Your task:
In the records below, some lines contain the word "wall". Copy each of them.

Exercise data:
Content starts
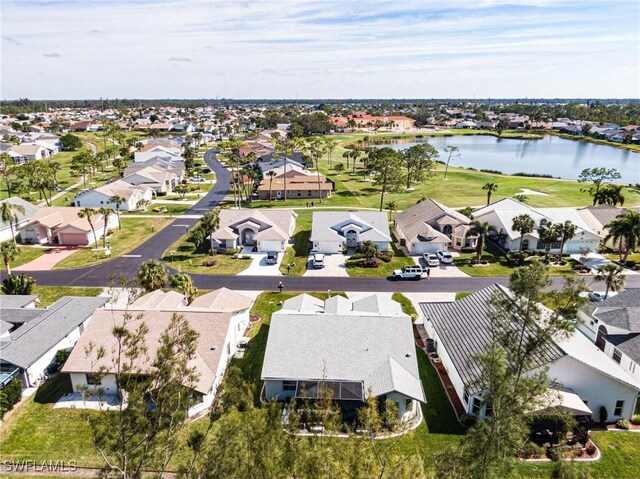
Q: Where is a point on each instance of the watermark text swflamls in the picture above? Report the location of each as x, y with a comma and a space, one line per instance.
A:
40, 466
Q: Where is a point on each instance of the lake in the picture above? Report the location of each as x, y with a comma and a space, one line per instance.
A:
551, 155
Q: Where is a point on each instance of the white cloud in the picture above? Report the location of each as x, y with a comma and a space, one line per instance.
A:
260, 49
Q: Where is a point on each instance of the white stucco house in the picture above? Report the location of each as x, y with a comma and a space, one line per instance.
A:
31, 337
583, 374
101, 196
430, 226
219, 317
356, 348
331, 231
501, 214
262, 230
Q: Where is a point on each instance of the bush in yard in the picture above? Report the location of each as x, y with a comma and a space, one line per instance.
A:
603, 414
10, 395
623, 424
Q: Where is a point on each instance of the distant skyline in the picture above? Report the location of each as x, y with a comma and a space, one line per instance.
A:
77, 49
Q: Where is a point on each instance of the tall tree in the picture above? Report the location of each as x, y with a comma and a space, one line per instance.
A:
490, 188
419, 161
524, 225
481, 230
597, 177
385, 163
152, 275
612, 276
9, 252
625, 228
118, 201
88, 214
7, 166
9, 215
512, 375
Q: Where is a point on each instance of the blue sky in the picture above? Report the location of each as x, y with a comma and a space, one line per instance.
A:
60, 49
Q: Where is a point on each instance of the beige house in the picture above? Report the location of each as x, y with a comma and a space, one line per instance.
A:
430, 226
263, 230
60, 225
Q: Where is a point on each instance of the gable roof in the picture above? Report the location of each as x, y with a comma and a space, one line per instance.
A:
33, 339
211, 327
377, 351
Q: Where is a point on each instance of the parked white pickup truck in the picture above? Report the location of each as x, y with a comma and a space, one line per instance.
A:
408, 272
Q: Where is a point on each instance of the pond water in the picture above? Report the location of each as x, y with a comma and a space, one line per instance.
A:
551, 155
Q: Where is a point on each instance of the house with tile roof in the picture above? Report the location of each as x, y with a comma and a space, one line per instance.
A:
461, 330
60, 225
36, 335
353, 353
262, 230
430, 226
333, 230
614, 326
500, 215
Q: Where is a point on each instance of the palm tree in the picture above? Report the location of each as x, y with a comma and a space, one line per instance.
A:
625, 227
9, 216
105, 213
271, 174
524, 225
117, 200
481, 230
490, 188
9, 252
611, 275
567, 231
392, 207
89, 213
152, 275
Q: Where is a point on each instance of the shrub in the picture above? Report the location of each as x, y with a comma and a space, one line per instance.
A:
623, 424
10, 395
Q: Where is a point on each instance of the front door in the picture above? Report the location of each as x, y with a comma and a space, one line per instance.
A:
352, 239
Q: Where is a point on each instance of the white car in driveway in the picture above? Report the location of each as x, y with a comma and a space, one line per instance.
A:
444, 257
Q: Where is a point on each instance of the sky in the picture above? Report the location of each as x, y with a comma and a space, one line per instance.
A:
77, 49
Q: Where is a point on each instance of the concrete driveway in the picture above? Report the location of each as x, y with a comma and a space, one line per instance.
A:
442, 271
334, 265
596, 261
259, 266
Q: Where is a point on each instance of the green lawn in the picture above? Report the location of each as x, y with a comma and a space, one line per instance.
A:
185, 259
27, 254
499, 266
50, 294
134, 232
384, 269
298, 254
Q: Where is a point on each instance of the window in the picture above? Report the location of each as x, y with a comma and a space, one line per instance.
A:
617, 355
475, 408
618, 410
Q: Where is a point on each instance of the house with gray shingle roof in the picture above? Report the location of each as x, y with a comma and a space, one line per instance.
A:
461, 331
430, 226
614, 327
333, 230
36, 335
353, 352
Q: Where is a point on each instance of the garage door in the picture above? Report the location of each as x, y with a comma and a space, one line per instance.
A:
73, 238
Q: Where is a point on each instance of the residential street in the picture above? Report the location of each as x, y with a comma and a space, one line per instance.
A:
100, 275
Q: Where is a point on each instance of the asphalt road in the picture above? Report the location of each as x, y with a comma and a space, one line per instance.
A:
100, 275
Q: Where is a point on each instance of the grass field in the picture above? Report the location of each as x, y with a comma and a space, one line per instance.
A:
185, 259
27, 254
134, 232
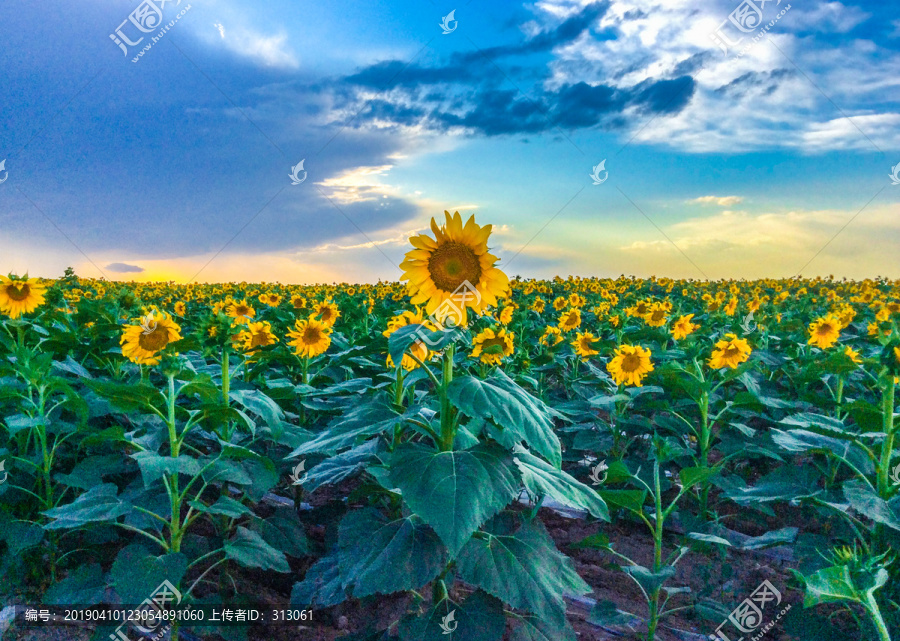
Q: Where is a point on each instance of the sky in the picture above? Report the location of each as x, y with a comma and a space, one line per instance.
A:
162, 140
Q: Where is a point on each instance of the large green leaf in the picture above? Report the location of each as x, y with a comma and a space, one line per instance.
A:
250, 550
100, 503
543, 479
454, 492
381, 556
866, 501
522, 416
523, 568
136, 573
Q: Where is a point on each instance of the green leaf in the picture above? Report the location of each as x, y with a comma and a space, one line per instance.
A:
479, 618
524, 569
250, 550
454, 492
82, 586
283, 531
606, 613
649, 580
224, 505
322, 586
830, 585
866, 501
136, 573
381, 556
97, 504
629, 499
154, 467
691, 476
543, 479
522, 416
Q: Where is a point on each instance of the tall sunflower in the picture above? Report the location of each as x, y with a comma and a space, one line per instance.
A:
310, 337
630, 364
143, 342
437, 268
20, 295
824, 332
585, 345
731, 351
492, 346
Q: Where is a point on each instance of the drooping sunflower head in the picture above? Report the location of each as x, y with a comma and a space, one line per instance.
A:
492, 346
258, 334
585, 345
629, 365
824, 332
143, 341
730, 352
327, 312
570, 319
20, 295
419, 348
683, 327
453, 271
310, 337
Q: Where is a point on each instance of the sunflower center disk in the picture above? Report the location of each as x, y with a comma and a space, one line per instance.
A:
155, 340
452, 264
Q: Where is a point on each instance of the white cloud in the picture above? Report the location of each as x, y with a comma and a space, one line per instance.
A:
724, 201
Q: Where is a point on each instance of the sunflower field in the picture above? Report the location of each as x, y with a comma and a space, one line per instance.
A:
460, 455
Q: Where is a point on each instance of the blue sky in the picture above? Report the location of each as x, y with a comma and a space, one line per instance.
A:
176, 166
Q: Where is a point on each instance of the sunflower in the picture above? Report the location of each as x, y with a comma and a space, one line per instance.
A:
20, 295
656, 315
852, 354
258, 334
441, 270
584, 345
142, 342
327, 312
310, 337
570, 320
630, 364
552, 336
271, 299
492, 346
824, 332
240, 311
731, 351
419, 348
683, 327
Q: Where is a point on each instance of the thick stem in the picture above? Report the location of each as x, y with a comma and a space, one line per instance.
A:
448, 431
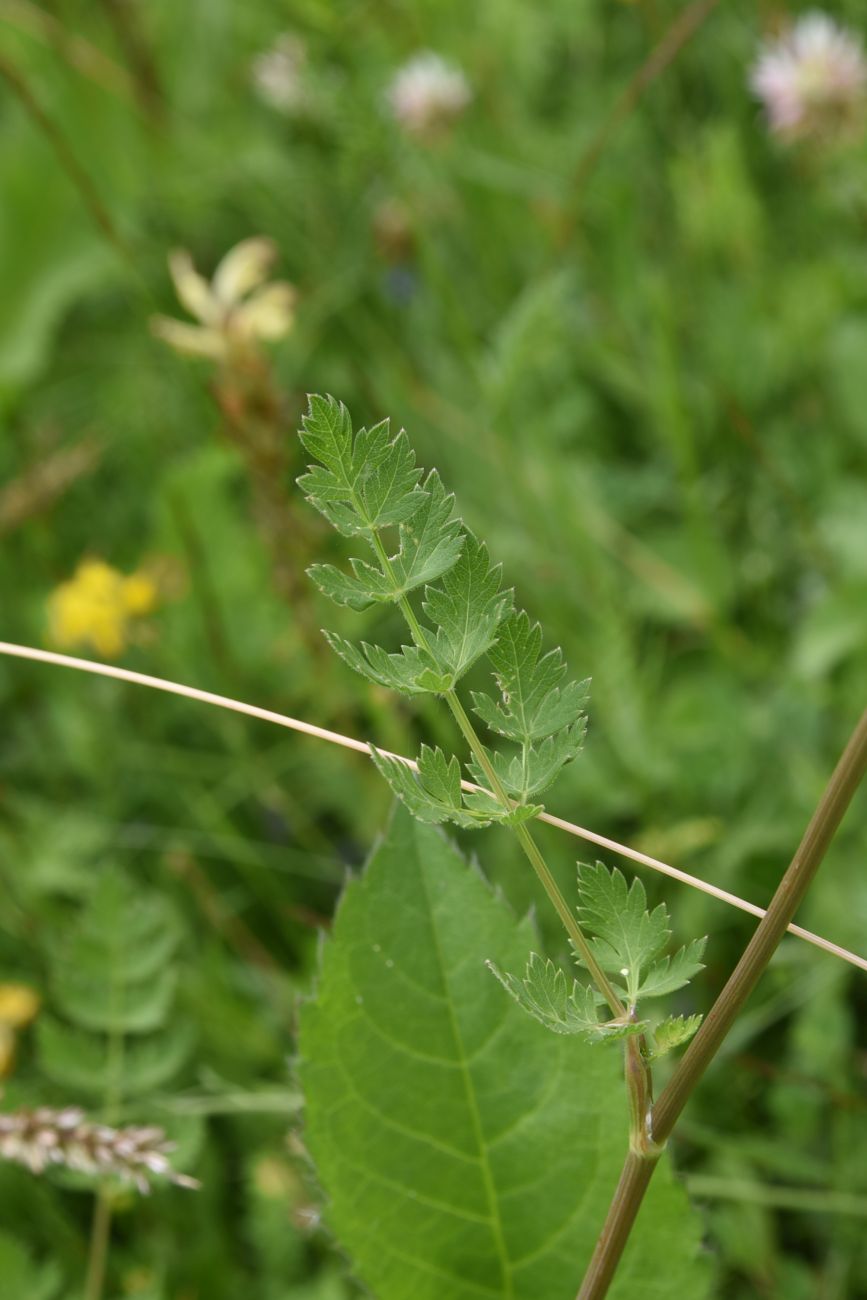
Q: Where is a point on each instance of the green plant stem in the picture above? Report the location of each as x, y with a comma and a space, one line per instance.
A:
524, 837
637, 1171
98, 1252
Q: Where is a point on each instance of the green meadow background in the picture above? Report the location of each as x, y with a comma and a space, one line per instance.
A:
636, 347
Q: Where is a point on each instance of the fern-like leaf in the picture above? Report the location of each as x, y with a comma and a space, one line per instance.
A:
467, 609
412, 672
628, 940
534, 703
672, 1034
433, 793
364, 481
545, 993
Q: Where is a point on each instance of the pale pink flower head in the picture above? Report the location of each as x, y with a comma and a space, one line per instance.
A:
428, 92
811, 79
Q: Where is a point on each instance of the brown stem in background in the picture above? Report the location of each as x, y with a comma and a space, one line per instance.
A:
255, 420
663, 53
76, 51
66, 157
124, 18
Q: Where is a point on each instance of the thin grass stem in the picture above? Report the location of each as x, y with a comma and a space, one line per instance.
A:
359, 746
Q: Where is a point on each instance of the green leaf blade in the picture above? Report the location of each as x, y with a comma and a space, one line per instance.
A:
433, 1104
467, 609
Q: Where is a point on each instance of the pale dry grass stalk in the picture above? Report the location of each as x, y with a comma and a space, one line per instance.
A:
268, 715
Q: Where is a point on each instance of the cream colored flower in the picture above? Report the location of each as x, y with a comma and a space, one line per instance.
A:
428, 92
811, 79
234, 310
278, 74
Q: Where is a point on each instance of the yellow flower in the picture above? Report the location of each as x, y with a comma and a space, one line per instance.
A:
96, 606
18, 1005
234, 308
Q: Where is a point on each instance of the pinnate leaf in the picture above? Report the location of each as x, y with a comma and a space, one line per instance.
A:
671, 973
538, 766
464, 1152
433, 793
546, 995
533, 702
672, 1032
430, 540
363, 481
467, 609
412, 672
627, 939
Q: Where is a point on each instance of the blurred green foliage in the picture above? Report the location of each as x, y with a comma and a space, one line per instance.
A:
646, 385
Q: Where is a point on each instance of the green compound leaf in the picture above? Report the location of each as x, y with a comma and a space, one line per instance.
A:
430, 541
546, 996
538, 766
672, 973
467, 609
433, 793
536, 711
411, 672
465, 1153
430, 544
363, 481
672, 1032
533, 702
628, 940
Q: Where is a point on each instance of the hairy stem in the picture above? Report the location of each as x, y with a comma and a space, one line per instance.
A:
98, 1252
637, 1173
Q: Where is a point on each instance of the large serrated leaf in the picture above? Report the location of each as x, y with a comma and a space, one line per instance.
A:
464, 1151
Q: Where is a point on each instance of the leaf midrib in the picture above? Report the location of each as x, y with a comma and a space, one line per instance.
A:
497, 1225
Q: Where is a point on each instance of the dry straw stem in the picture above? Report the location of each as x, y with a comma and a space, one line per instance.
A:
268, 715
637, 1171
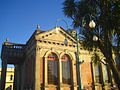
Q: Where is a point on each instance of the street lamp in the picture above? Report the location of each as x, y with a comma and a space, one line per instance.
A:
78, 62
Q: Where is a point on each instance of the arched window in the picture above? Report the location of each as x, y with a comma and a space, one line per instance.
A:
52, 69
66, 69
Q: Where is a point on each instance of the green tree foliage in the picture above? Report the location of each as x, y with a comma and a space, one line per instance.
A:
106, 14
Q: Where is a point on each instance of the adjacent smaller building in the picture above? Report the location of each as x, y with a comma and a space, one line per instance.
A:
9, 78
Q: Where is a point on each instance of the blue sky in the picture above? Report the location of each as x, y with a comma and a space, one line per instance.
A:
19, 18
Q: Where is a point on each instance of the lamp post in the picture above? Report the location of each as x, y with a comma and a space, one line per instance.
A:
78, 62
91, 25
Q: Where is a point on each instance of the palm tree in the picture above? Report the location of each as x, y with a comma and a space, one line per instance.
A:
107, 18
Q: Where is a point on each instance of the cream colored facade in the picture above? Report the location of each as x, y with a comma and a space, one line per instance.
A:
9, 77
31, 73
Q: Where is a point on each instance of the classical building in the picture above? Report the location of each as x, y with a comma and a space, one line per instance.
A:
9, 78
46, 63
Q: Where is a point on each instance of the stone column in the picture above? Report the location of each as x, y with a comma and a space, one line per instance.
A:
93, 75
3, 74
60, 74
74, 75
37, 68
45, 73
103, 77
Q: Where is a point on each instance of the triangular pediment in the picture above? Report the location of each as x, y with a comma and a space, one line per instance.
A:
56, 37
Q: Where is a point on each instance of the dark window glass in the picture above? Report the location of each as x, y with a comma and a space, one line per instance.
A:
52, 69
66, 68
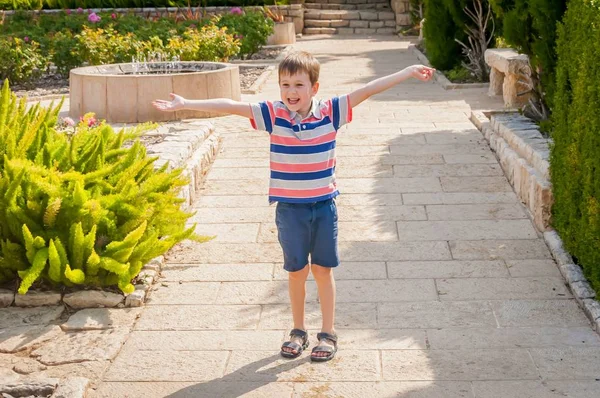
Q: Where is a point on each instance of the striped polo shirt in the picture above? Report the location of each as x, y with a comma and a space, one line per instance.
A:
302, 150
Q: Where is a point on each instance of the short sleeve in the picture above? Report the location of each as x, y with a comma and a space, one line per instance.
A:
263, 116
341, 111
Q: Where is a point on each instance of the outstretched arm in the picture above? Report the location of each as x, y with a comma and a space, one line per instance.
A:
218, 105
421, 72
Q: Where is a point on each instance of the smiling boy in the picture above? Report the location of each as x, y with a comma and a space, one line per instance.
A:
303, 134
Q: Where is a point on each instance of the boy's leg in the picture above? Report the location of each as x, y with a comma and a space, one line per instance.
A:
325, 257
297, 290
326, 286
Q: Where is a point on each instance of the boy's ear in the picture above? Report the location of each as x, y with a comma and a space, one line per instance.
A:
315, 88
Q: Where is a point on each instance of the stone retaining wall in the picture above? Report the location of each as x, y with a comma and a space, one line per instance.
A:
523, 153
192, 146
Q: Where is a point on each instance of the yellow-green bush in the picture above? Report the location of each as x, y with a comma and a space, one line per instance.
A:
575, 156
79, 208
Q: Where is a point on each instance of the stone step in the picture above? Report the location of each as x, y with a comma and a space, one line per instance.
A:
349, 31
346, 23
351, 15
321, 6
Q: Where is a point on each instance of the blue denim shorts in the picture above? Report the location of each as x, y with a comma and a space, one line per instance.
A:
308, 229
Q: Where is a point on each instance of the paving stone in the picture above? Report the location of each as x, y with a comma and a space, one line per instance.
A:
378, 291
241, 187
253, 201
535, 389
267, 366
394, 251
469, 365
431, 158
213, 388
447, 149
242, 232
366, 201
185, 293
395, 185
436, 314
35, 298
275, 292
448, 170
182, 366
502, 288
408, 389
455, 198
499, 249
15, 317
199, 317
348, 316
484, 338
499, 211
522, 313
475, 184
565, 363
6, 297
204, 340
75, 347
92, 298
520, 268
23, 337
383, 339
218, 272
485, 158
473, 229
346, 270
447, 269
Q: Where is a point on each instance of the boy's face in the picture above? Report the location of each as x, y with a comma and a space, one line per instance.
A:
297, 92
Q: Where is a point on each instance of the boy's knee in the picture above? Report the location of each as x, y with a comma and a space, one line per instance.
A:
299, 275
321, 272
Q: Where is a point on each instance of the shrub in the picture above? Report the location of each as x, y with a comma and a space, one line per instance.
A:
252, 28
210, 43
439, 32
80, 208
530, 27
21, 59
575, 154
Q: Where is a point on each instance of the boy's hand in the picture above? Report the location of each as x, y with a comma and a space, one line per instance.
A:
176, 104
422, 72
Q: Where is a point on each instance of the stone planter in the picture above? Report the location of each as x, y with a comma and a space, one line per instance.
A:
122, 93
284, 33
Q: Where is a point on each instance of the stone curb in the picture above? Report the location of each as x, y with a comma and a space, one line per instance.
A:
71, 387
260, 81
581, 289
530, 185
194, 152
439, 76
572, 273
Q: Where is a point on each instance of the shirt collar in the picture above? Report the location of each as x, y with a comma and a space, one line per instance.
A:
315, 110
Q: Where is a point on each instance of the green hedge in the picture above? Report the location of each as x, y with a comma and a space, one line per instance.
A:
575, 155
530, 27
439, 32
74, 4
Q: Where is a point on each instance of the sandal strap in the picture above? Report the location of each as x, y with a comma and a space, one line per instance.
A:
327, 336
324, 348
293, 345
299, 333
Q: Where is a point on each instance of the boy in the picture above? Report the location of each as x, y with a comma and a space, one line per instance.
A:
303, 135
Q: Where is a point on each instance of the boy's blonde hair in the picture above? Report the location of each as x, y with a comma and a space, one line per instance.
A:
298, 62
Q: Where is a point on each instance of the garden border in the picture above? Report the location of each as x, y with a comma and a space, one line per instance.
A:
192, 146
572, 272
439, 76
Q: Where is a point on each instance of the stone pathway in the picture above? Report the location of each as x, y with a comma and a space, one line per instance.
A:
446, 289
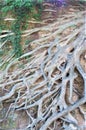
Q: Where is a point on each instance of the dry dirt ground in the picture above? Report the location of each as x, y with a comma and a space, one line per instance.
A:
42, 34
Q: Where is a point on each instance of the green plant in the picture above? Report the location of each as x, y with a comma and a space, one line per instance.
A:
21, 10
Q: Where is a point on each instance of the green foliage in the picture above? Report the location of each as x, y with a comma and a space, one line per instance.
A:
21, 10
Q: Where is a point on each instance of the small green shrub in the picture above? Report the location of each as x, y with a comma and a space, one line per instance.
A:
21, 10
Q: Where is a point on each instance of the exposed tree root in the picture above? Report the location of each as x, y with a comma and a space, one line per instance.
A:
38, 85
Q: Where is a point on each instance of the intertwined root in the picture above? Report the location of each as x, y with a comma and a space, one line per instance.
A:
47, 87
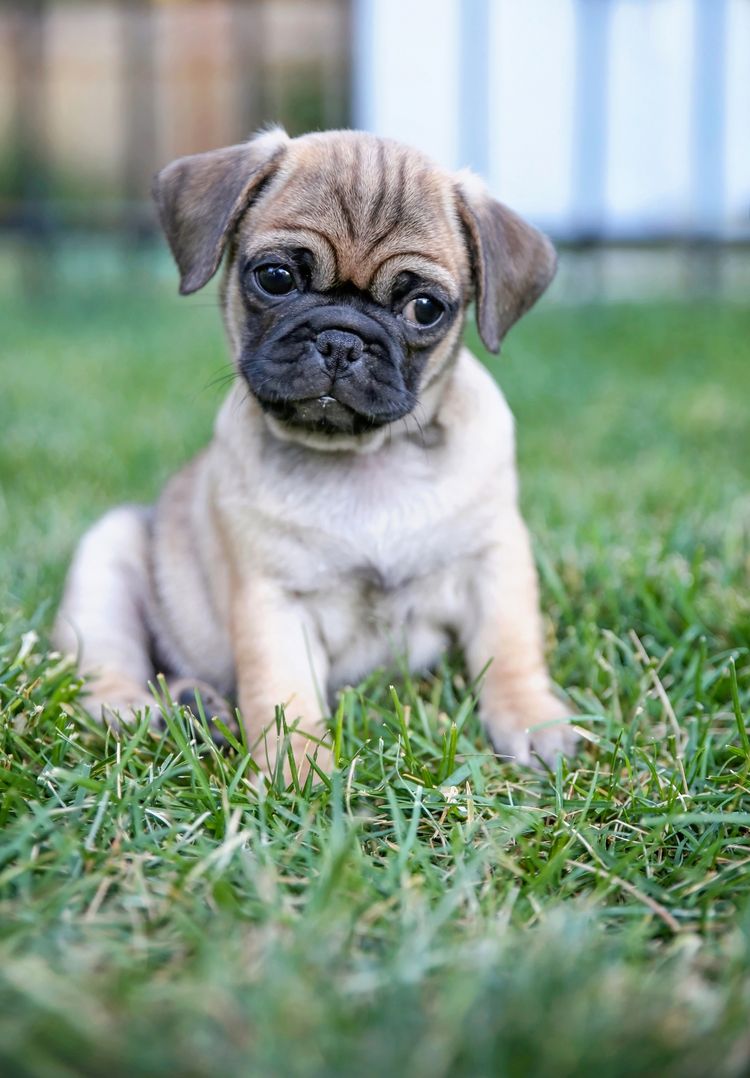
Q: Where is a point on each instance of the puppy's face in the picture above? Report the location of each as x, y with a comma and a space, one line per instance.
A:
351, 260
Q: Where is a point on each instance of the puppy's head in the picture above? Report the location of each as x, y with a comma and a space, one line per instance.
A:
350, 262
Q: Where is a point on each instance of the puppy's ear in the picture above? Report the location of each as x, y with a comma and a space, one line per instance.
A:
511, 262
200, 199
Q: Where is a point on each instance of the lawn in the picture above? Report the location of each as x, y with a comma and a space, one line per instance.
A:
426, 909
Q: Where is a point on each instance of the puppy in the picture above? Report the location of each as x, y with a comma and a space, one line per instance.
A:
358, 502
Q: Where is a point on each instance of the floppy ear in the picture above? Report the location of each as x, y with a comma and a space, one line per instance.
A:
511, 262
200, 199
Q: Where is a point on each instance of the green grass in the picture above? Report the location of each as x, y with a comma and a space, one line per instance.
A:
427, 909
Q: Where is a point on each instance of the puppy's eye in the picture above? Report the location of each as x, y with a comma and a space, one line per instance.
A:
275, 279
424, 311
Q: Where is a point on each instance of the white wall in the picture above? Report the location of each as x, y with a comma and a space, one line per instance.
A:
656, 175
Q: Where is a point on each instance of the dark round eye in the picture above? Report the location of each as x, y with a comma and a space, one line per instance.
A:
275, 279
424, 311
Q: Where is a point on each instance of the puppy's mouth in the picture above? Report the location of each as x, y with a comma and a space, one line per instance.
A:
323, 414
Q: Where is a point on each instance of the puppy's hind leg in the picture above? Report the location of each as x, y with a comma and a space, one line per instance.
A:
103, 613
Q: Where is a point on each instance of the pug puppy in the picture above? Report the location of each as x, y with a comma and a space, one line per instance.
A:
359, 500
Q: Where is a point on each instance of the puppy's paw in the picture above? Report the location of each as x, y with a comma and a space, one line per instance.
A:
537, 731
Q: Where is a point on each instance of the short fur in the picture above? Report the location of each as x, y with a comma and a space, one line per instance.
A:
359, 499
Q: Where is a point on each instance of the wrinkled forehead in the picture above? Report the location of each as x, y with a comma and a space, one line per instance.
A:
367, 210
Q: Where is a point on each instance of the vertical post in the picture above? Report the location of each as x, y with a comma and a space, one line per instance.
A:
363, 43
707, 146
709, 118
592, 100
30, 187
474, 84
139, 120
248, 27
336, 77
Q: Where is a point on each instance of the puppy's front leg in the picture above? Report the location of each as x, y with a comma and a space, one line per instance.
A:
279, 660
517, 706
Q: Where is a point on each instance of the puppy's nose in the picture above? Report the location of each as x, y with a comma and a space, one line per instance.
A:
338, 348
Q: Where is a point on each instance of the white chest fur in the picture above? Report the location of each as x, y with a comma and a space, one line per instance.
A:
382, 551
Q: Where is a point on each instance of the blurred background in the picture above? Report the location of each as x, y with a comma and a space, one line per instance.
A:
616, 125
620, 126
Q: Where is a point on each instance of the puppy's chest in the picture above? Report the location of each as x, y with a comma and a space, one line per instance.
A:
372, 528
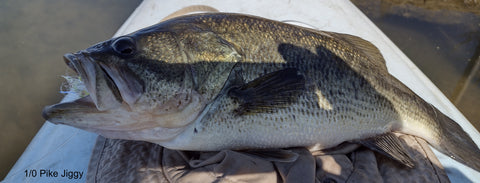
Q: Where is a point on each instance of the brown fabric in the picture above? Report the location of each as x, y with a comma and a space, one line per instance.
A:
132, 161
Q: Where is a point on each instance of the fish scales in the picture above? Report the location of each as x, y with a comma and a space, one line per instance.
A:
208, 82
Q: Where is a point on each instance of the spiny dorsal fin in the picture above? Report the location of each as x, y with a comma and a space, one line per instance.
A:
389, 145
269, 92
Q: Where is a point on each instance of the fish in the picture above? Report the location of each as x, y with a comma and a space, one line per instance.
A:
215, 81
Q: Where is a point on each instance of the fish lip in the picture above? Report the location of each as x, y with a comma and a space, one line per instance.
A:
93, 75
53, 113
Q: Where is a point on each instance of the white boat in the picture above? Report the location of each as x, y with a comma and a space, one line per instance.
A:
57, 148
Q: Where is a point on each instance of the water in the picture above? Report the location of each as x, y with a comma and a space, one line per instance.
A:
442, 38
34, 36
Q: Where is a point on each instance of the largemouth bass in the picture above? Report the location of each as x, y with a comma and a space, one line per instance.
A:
Content ends
Answer box:
Q: Where is a point on each instance of the stone retaining wall in the picture above? Report the location of each as x, y with a comma and a space, one line per instance.
Q: Where is a point on each instance of the white wall in the picture above? Report the location of each as x, y with a comma and a space, one line per instance.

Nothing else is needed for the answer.